(Items listed in a dataset)

* * *

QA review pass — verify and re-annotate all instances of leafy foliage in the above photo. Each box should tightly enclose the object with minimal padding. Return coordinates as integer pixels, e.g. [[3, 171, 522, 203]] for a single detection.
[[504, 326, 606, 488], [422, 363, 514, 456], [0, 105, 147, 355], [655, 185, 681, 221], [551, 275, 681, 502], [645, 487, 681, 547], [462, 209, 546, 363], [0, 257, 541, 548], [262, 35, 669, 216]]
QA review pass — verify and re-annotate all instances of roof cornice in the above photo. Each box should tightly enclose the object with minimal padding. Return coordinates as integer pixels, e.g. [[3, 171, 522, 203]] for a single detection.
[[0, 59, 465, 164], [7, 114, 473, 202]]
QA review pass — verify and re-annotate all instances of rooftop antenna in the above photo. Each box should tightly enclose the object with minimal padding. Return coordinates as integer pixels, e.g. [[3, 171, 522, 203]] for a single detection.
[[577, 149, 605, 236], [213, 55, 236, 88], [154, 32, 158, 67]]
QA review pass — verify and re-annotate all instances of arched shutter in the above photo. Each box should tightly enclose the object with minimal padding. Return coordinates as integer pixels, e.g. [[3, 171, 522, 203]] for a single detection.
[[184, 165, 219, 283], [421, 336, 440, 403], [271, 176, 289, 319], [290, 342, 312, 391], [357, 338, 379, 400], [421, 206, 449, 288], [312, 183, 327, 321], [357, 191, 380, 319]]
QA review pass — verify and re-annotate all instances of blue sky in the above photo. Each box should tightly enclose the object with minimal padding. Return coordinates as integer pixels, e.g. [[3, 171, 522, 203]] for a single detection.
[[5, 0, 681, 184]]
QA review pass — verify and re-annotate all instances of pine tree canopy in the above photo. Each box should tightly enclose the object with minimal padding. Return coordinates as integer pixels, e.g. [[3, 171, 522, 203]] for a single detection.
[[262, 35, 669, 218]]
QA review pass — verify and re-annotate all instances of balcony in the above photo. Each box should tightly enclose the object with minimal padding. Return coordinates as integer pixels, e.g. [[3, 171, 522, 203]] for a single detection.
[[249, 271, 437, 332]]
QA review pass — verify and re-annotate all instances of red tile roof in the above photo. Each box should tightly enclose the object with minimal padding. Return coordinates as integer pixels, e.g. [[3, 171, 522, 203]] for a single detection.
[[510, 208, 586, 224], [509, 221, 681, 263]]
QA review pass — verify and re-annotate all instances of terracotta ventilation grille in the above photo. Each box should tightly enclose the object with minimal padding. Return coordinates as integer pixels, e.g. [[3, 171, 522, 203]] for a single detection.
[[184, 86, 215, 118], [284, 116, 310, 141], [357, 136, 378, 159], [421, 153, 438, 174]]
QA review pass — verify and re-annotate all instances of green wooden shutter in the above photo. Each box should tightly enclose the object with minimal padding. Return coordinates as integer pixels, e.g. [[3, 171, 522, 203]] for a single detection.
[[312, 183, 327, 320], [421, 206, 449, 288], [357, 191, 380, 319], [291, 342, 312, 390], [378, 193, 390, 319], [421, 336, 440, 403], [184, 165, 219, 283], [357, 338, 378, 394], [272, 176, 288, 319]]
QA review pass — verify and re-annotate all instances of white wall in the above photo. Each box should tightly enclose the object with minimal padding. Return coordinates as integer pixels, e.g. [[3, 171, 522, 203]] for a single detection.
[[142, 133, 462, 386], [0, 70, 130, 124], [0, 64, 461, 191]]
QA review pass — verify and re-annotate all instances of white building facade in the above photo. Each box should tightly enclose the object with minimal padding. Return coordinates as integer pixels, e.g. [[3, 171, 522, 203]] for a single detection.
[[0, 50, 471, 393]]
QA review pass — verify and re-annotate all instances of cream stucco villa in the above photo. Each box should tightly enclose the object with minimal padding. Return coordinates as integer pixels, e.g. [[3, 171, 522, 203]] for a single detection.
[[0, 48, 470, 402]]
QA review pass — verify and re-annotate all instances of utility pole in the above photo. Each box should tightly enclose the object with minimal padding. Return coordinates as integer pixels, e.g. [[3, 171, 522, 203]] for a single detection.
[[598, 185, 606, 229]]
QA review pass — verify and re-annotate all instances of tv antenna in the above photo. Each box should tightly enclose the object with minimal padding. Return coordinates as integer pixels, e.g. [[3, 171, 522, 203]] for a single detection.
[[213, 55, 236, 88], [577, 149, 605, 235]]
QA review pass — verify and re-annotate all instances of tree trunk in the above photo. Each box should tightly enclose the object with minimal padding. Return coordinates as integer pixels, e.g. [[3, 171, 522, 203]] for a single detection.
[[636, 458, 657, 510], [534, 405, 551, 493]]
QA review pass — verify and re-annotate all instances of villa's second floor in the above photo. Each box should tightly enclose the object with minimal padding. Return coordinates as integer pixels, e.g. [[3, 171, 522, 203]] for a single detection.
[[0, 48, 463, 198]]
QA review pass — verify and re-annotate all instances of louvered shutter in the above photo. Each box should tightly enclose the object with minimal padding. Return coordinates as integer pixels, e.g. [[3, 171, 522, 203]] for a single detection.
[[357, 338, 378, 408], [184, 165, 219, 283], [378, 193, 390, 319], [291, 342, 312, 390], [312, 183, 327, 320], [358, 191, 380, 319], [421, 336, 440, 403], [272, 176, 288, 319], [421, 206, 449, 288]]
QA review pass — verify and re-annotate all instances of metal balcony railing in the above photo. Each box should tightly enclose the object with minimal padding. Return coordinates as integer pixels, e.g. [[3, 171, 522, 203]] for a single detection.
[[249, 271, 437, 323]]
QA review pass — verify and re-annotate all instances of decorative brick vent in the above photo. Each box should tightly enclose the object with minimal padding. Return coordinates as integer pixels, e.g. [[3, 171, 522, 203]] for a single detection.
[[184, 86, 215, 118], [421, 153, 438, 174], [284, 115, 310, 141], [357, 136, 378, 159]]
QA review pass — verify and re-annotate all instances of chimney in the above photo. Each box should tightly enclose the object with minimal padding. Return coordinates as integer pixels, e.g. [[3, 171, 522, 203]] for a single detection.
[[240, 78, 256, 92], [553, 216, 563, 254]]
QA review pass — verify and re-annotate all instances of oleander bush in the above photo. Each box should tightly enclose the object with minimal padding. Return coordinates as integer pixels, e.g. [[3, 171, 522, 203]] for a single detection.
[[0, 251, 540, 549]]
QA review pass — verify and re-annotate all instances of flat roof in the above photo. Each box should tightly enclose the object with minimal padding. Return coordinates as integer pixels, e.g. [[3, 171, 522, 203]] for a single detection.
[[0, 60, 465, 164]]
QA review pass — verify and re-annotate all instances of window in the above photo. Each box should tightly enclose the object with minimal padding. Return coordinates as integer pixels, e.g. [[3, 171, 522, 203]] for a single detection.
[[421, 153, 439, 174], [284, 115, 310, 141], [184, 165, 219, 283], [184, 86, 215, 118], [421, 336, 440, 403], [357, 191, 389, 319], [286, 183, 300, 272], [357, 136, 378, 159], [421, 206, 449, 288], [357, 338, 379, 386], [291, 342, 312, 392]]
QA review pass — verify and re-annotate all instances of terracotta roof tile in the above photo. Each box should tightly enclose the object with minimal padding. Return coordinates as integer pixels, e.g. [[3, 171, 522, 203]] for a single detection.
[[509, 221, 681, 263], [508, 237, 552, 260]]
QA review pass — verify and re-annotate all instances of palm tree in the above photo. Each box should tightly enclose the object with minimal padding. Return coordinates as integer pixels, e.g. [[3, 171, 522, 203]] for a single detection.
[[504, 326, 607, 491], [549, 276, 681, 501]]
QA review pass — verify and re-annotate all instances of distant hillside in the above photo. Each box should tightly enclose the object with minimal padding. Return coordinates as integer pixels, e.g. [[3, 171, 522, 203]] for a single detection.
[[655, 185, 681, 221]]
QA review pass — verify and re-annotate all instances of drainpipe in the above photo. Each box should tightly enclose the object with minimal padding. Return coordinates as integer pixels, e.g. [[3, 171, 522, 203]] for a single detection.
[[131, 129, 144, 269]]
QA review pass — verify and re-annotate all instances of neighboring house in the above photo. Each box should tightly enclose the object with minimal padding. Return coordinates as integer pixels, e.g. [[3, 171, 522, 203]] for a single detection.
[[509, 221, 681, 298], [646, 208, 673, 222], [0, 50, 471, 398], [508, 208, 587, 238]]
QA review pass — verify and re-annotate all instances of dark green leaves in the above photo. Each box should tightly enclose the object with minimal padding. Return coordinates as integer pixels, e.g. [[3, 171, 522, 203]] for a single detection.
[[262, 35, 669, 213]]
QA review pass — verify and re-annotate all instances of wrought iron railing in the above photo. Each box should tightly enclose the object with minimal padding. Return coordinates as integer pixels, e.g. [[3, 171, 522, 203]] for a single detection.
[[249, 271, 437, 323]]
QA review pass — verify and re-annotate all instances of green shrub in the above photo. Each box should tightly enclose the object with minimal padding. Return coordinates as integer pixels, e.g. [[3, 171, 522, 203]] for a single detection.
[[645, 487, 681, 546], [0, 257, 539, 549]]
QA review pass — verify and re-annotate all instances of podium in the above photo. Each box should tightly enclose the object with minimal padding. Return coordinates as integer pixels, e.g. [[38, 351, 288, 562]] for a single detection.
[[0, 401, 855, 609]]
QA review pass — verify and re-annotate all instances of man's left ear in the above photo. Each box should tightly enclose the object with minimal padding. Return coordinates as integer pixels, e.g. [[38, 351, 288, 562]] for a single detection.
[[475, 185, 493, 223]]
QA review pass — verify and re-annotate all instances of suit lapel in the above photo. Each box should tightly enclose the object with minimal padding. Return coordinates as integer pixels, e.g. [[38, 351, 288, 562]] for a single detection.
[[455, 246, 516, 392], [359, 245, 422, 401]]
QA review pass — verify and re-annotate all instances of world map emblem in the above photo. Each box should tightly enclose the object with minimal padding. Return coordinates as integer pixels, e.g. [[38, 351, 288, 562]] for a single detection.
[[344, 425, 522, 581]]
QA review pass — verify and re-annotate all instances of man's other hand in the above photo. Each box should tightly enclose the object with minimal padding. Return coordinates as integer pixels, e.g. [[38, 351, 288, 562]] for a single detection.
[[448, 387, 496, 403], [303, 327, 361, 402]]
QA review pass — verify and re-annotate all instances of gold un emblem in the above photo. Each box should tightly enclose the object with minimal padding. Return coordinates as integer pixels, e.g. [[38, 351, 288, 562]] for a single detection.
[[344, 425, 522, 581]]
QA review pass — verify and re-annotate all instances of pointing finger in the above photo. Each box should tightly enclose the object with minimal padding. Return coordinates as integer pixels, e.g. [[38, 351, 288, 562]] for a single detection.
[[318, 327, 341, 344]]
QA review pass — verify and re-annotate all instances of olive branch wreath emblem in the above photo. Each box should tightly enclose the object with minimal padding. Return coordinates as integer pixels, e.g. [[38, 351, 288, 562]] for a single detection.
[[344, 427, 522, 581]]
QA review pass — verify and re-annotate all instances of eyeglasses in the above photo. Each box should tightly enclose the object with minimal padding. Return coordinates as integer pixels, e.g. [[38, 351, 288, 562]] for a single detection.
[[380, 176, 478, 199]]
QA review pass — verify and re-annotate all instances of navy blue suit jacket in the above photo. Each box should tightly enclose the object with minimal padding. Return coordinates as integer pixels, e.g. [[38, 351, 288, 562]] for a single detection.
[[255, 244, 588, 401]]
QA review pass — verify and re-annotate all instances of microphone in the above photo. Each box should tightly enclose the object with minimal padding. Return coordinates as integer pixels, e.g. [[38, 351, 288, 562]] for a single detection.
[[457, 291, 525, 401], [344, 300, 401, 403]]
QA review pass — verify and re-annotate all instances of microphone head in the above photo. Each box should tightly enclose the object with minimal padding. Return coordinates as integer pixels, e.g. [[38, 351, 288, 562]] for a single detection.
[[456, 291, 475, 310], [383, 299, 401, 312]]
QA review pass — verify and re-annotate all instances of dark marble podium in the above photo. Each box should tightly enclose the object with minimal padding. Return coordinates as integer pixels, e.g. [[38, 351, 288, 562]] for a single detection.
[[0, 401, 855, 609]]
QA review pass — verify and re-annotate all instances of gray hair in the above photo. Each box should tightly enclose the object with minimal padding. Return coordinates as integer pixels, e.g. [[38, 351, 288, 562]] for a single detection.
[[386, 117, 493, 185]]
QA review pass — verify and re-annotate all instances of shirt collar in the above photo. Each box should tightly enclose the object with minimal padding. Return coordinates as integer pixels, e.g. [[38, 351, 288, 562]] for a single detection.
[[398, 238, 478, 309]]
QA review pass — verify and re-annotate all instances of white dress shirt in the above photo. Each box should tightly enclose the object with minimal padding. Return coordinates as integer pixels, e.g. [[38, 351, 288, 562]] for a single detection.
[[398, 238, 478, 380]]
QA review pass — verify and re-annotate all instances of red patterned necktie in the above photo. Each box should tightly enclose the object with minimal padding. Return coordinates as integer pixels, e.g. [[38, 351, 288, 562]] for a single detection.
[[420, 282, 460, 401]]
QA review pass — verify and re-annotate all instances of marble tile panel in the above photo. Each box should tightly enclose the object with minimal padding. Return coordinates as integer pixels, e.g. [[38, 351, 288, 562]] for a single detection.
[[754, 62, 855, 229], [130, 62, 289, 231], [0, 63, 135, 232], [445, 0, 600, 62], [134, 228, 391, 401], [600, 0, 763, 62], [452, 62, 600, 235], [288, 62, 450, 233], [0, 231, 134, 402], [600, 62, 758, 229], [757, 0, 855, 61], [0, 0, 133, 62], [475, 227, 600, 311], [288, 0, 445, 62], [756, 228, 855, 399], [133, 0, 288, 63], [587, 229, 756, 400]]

* * *

- _Aim_
Reproduce the listing from the line containing "QA review pass — verify and re-annotate all instances of distant" down to the line containing "[[131, 129, 144, 269]]", switching "drainpipe" to "downspout" and leaving everything else unchanged.

- _Solution to this problem_
QA review pass — verify and re-annotate all instances of distant hillside in the above photo. Each box should tightly enclose the object with minimal padding. Return coordinates as integer pixels, e.g. [[3, 171, 522, 203]] for a single detection.
[[655, 185, 681, 221]]
QA review pass — verify and re-annotate all instances of downspout in the above photo. Each box should tightly enclose the object with minimal padding. Return coordinates as integer pixels, e.g. [[3, 171, 522, 203]] for a single detection.
[[131, 129, 144, 269]]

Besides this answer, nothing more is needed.